**SHORT EXERCISE**
Count the lines in the records below that contain the string "mask", and reply with that number alone.
--- start MATERIALS PROVIDED ---
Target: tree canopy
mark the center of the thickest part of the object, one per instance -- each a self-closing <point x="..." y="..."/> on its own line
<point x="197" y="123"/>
--- end MATERIALS PROVIDED ---
--- start MATERIALS PROVIDED ---
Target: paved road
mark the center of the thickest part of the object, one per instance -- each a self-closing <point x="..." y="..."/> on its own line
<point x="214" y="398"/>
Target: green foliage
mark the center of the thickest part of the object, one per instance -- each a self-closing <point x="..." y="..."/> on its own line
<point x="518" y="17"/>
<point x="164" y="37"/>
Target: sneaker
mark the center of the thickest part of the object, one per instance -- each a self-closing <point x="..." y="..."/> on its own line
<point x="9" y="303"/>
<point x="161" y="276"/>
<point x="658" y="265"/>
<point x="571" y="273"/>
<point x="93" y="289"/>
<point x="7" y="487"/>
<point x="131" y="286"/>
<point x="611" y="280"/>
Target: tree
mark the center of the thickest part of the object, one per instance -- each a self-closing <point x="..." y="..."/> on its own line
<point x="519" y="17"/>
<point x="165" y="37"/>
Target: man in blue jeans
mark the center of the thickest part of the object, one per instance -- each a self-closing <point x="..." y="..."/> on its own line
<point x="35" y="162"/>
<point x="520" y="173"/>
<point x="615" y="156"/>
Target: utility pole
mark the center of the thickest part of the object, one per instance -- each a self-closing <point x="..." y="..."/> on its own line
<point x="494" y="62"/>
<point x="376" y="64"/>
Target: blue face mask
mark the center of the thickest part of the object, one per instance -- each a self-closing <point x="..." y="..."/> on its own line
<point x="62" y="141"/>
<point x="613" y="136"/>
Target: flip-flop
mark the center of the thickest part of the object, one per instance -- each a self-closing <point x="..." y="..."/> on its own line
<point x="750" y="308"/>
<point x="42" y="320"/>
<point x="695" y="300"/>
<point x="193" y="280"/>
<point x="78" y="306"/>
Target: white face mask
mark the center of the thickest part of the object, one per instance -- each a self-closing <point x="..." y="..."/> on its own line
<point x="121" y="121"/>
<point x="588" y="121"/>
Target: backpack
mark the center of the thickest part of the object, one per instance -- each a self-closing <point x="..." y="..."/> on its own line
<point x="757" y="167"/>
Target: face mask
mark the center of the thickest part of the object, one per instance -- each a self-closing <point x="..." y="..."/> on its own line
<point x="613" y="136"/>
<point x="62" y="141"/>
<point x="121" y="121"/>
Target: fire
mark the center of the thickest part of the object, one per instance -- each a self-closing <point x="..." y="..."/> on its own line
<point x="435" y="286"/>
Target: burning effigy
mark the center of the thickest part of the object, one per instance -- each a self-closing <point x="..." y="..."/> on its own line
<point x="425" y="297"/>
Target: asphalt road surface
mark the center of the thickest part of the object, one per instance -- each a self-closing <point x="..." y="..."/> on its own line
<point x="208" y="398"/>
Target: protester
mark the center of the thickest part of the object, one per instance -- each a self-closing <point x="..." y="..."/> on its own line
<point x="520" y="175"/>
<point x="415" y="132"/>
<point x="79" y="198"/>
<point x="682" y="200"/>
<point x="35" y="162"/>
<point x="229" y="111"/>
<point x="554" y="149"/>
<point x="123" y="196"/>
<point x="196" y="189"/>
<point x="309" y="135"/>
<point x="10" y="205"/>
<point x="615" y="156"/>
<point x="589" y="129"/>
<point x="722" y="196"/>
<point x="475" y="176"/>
--- end MATERIALS PROVIDED ---
**TASK SOLUTION**
3